Work item:
Compute how many lines below contain the word "small" and respond with that number only.

*** Opening Data supplied ***

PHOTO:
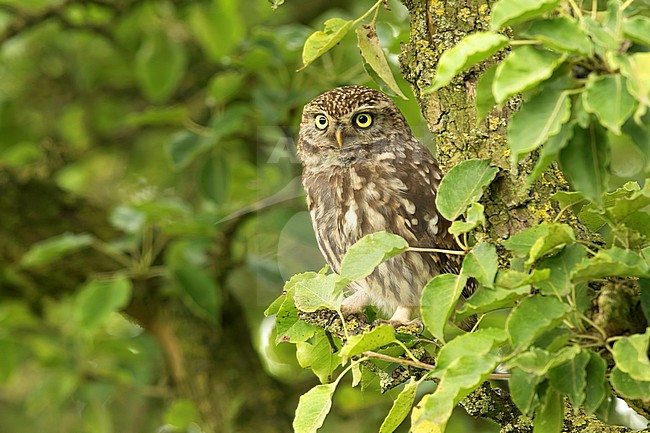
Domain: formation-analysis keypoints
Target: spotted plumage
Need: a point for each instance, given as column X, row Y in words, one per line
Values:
column 363, row 172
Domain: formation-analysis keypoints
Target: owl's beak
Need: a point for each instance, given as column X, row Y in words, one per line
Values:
column 339, row 137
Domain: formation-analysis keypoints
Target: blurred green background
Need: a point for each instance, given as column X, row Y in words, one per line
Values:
column 143, row 136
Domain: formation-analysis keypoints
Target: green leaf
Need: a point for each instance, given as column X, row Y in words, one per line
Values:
column 538, row 361
column 313, row 407
column 550, row 413
column 400, row 409
column 317, row 355
column 439, row 298
column 374, row 56
column 484, row 98
column 524, row 68
column 199, row 292
column 555, row 237
column 627, row 386
column 510, row 12
column 561, row 267
column 369, row 252
column 481, row 263
column 596, row 389
column 522, row 243
column 218, row 27
column 539, row 118
column 562, row 34
column 570, row 377
column 468, row 52
column 523, row 390
column 318, row 292
column 532, row 317
column 46, row 251
column 224, row 86
column 585, row 161
column 607, row 97
column 631, row 356
column 181, row 414
column 611, row 263
column 511, row 279
column 377, row 337
column 478, row 343
column 98, row 299
column 644, row 284
column 460, row 378
column 462, row 186
column 475, row 216
column 486, row 299
column 551, row 150
column 418, row 422
column 319, row 42
column 637, row 29
column 214, row 178
column 182, row 148
column 160, row 64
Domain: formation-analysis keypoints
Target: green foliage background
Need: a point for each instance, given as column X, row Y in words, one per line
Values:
column 166, row 130
column 165, row 118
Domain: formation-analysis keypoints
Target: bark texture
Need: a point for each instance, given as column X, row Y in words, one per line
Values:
column 510, row 204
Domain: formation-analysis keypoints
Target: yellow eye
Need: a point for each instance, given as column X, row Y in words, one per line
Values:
column 321, row 121
column 363, row 120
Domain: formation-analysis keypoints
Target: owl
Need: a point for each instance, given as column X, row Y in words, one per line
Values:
column 364, row 172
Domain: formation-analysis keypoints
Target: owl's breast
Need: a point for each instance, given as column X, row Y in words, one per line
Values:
column 349, row 201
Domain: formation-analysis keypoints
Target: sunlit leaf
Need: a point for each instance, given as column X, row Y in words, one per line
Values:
column 313, row 407
column 597, row 388
column 98, row 299
column 439, row 297
column 374, row 55
column 550, row 413
column 317, row 354
column 524, row 68
column 570, row 377
column 481, row 263
column 400, row 409
column 607, row 97
column 585, row 161
column 377, row 337
column 631, row 355
column 322, row 41
column 532, row 317
column 160, row 65
column 462, row 186
column 562, row 34
column 539, row 118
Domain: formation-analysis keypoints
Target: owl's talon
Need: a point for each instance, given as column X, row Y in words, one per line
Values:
column 410, row 327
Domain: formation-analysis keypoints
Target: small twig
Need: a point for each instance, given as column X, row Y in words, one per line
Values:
column 417, row 364
column 436, row 250
column 423, row 365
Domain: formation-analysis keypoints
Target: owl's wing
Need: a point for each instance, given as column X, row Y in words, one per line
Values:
column 423, row 224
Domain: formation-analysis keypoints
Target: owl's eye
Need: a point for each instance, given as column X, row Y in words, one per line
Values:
column 363, row 120
column 321, row 121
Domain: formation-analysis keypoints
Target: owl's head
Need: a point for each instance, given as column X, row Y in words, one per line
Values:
column 349, row 120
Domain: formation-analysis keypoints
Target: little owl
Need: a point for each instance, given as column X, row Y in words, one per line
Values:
column 363, row 172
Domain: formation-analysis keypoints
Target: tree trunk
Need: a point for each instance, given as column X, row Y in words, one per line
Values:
column 510, row 205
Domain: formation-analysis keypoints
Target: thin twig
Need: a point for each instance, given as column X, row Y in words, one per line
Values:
column 436, row 250
column 423, row 365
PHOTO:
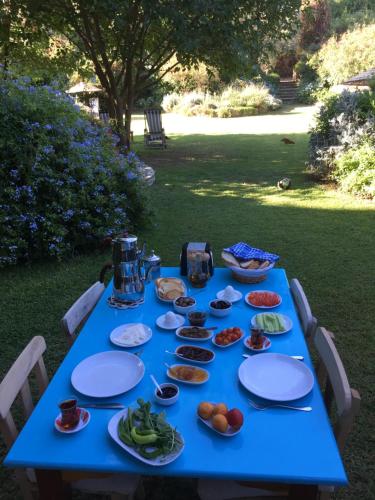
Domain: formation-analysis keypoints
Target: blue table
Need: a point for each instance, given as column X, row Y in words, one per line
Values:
column 274, row 445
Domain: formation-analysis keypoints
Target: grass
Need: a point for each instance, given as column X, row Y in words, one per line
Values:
column 222, row 188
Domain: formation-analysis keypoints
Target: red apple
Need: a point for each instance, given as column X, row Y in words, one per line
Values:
column 235, row 418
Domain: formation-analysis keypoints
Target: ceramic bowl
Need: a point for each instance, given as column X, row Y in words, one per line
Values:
column 167, row 401
column 184, row 309
column 220, row 313
column 197, row 318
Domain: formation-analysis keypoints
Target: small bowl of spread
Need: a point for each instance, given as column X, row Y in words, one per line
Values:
column 169, row 394
column 220, row 308
column 197, row 318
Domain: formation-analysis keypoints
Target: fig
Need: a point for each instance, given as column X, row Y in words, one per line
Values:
column 205, row 410
column 219, row 422
column 235, row 418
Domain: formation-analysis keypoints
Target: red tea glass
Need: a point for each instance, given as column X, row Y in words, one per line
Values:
column 69, row 413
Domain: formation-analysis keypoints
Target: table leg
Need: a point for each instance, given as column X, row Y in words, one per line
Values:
column 305, row 491
column 51, row 485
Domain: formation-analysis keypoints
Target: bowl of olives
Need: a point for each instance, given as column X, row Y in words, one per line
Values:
column 184, row 305
column 220, row 308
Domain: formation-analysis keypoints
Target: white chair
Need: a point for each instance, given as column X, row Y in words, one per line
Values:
column 16, row 382
column 80, row 310
column 335, row 387
column 308, row 322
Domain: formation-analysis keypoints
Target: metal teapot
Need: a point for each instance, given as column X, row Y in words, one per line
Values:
column 129, row 276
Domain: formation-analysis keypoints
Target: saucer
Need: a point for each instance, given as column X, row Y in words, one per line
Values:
column 84, row 419
column 234, row 296
column 180, row 320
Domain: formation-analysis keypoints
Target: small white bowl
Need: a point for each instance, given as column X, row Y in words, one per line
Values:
column 168, row 401
column 220, row 313
column 182, row 309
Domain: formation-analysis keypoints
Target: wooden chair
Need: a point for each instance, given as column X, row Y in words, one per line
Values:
column 308, row 322
column 16, row 382
column 80, row 310
column 154, row 132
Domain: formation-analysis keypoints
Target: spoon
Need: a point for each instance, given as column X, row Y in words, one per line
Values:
column 299, row 358
column 156, row 384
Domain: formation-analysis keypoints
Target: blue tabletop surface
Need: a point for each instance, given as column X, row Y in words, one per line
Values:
column 274, row 445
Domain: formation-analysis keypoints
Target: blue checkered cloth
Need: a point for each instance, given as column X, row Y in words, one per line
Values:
column 246, row 252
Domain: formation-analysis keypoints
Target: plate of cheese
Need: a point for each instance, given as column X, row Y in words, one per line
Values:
column 131, row 334
column 168, row 289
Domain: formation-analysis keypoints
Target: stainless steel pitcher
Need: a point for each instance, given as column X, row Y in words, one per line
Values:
column 129, row 276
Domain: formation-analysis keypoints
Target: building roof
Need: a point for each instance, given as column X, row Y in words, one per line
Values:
column 84, row 88
column 362, row 78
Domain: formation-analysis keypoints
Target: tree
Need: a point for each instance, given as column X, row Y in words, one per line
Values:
column 28, row 46
column 131, row 42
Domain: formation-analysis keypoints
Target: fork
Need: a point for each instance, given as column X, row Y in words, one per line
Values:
column 258, row 406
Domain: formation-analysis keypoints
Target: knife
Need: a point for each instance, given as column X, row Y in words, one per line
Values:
column 299, row 358
column 103, row 406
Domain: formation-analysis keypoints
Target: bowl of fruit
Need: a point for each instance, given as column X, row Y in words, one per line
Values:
column 220, row 419
column 228, row 337
column 220, row 308
column 184, row 305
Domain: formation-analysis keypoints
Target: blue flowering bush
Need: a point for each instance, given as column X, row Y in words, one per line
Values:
column 63, row 185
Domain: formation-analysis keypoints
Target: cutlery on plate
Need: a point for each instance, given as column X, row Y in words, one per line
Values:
column 299, row 358
column 103, row 406
column 259, row 406
column 156, row 384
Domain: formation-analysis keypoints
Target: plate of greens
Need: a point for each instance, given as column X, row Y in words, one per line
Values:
column 272, row 323
column 146, row 435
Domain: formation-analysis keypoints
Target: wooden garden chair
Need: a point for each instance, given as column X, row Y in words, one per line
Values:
column 80, row 310
column 308, row 322
column 16, row 382
column 335, row 388
column 154, row 132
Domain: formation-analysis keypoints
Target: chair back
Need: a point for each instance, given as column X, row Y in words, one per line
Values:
column 80, row 310
column 16, row 383
column 153, row 120
column 308, row 322
column 335, row 385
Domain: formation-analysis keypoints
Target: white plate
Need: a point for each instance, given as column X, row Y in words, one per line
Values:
column 235, row 298
column 276, row 377
column 117, row 333
column 251, row 273
column 188, row 381
column 113, row 432
column 262, row 307
column 84, row 419
column 266, row 344
column 180, row 320
column 194, row 339
column 288, row 324
column 194, row 360
column 107, row 374
column 170, row 301
column 228, row 345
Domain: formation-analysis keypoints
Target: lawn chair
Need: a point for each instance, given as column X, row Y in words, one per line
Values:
column 154, row 132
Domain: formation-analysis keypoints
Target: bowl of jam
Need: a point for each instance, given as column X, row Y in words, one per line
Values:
column 220, row 308
column 184, row 305
column 169, row 394
column 197, row 318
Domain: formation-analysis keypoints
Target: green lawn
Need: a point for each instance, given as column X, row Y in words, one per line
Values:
column 223, row 189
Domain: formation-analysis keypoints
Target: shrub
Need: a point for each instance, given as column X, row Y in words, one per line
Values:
column 341, row 58
column 354, row 170
column 63, row 185
column 343, row 139
column 239, row 99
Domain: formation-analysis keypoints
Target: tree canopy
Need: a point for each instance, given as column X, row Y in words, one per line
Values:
column 131, row 43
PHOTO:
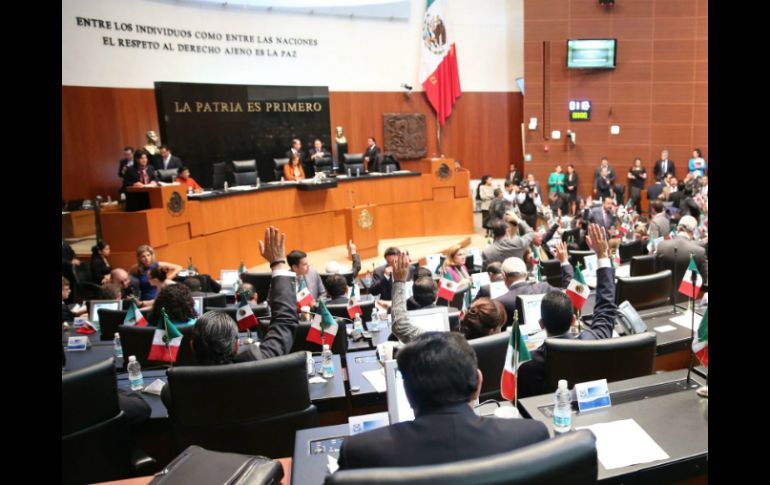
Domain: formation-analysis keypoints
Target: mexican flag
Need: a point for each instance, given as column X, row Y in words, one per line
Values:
column 447, row 289
column 246, row 318
column 354, row 308
column 304, row 298
column 516, row 355
column 439, row 75
column 165, row 341
column 324, row 328
column 135, row 317
column 578, row 290
column 701, row 343
column 686, row 286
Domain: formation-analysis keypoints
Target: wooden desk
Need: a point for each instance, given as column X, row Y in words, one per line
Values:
column 219, row 230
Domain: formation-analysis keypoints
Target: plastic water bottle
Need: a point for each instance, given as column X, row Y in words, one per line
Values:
column 135, row 377
column 118, row 347
column 562, row 411
column 310, row 364
column 358, row 325
column 327, row 367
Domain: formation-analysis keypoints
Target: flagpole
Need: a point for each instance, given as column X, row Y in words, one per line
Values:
column 693, row 279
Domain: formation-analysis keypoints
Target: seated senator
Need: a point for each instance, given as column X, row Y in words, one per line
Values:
column 441, row 380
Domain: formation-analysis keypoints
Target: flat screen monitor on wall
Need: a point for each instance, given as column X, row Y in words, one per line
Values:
column 591, row 53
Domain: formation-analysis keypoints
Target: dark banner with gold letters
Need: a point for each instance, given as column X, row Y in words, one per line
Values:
column 204, row 124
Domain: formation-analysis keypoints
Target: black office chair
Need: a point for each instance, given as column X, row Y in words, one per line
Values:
column 95, row 435
column 339, row 346
column 219, row 300
column 491, row 351
column 567, row 459
column 324, row 164
column 278, row 167
column 642, row 265
column 630, row 249
column 167, row 175
column 551, row 269
column 138, row 340
column 647, row 291
column 220, row 175
column 613, row 359
column 341, row 310
column 251, row 407
column 260, row 282
column 245, row 172
column 109, row 320
column 576, row 257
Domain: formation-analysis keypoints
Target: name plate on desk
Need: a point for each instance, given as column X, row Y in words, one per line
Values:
column 77, row 344
column 592, row 395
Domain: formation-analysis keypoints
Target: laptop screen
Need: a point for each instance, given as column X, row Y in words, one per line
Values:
column 399, row 409
column 105, row 304
column 228, row 277
column 431, row 319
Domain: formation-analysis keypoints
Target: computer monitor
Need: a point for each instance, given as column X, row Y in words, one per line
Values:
column 399, row 409
column 529, row 317
column 431, row 319
column 105, row 304
column 198, row 305
column 227, row 278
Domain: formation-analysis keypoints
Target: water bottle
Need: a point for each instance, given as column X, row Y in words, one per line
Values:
column 135, row 374
column 562, row 411
column 118, row 347
column 358, row 325
column 327, row 367
column 310, row 364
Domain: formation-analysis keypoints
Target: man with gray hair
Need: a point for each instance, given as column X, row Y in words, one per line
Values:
column 515, row 277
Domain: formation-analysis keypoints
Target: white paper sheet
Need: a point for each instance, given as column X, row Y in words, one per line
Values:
column 376, row 378
column 624, row 443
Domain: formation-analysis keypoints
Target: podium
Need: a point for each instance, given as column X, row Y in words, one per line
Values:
column 361, row 228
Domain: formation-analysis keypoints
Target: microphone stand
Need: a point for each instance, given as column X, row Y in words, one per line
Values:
column 673, row 289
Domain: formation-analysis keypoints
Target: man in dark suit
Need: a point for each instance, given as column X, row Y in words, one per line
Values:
column 664, row 166
column 382, row 279
column 318, row 152
column 674, row 254
column 372, row 156
column 515, row 275
column 604, row 216
column 125, row 162
column 441, row 380
column 556, row 316
column 167, row 160
column 141, row 173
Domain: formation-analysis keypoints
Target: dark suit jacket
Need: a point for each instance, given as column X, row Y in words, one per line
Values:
column 659, row 174
column 173, row 162
column 132, row 175
column 373, row 152
column 284, row 319
column 597, row 217
column 384, row 286
column 531, row 288
column 531, row 378
column 445, row 435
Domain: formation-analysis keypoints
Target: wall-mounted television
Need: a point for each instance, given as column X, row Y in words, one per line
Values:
column 591, row 53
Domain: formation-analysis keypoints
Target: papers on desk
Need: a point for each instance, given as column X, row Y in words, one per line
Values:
column 624, row 443
column 155, row 387
column 685, row 319
column 376, row 378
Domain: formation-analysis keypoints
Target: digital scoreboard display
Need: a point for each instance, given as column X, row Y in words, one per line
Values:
column 579, row 110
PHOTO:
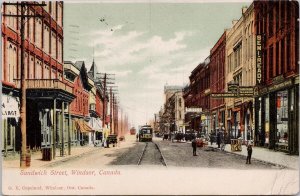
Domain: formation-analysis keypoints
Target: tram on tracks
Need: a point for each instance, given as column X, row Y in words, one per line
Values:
column 145, row 133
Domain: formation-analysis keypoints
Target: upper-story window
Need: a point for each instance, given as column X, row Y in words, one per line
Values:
column 46, row 39
column 59, row 14
column 237, row 55
column 53, row 45
column 53, row 9
column 11, row 21
column 38, row 32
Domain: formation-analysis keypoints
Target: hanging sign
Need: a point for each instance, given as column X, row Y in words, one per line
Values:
column 10, row 107
column 258, row 59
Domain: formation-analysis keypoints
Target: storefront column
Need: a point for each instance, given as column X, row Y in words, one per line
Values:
column 62, row 129
column 263, row 121
column 69, row 131
column 293, row 121
column 256, row 121
column 54, row 130
column 273, row 120
column 5, row 136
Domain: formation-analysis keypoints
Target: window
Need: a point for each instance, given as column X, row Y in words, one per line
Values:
column 38, row 33
column 31, row 27
column 277, row 15
column 46, row 39
column 271, row 62
column 31, row 67
column 282, row 56
column 282, row 13
column 53, row 45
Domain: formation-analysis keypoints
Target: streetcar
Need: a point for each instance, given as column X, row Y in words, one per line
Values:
column 145, row 133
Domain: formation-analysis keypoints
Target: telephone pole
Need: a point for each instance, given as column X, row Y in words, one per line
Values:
column 22, row 16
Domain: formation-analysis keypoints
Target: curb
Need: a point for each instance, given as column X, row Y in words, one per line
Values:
column 259, row 160
column 68, row 158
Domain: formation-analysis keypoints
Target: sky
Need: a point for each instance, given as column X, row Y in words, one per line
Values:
column 146, row 45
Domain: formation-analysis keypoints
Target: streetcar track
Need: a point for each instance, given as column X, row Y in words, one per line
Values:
column 161, row 158
column 142, row 155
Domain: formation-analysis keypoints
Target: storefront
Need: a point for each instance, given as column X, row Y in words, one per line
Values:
column 247, row 124
column 10, row 124
column 276, row 112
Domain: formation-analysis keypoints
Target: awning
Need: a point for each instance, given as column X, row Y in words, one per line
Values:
column 95, row 124
column 83, row 126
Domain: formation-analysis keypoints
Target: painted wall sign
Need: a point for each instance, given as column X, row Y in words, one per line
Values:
column 258, row 59
column 10, row 107
column 196, row 110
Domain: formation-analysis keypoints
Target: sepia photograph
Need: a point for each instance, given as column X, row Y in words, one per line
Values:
column 150, row 97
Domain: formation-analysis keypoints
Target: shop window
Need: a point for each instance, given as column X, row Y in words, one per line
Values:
column 282, row 116
column 267, row 119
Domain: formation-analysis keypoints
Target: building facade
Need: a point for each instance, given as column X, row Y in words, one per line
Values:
column 196, row 95
column 47, row 92
column 277, row 75
column 179, row 112
column 217, row 82
column 240, row 72
column 76, row 75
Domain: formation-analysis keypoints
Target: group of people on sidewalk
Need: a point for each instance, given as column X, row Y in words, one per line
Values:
column 249, row 148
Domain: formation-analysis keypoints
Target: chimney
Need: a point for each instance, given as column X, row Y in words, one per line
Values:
column 244, row 9
column 234, row 22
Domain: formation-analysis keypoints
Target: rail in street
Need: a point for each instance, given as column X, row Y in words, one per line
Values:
column 151, row 155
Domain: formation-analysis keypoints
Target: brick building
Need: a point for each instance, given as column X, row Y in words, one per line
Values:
column 47, row 92
column 217, row 82
column 196, row 95
column 277, row 94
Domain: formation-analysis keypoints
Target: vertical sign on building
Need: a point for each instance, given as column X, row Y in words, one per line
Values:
column 258, row 60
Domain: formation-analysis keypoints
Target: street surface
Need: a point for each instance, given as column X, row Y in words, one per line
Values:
column 174, row 154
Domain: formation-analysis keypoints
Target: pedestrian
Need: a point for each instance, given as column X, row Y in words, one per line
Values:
column 219, row 139
column 194, row 145
column 249, row 150
column 107, row 143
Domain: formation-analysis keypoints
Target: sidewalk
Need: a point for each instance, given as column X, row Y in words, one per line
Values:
column 13, row 162
column 266, row 155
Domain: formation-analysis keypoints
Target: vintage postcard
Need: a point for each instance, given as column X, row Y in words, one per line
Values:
column 150, row 97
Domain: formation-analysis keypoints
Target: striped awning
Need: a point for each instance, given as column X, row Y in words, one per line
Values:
column 82, row 126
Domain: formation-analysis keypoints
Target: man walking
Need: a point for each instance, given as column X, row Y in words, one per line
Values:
column 219, row 139
column 194, row 145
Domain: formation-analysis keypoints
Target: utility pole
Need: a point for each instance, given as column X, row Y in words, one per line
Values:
column 107, row 80
column 23, row 74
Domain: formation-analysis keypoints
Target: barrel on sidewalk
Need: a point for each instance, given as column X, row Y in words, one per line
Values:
column 47, row 154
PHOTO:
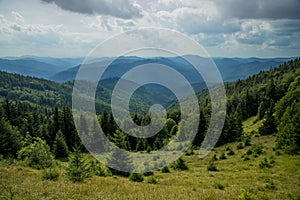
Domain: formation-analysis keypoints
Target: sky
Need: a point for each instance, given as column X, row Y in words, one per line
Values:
column 225, row 28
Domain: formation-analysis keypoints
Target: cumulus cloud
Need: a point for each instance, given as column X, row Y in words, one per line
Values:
column 116, row 8
column 259, row 9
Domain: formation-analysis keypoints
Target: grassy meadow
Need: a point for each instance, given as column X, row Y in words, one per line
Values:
column 244, row 173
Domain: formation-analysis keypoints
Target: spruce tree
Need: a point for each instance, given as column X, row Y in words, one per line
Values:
column 269, row 125
column 120, row 163
column 78, row 169
column 60, row 147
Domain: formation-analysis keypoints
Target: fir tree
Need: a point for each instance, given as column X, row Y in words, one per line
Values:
column 78, row 169
column 119, row 162
column 60, row 147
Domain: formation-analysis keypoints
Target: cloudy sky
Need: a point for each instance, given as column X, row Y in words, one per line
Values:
column 227, row 28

*** Closing Data supplied ***

Answer section:
3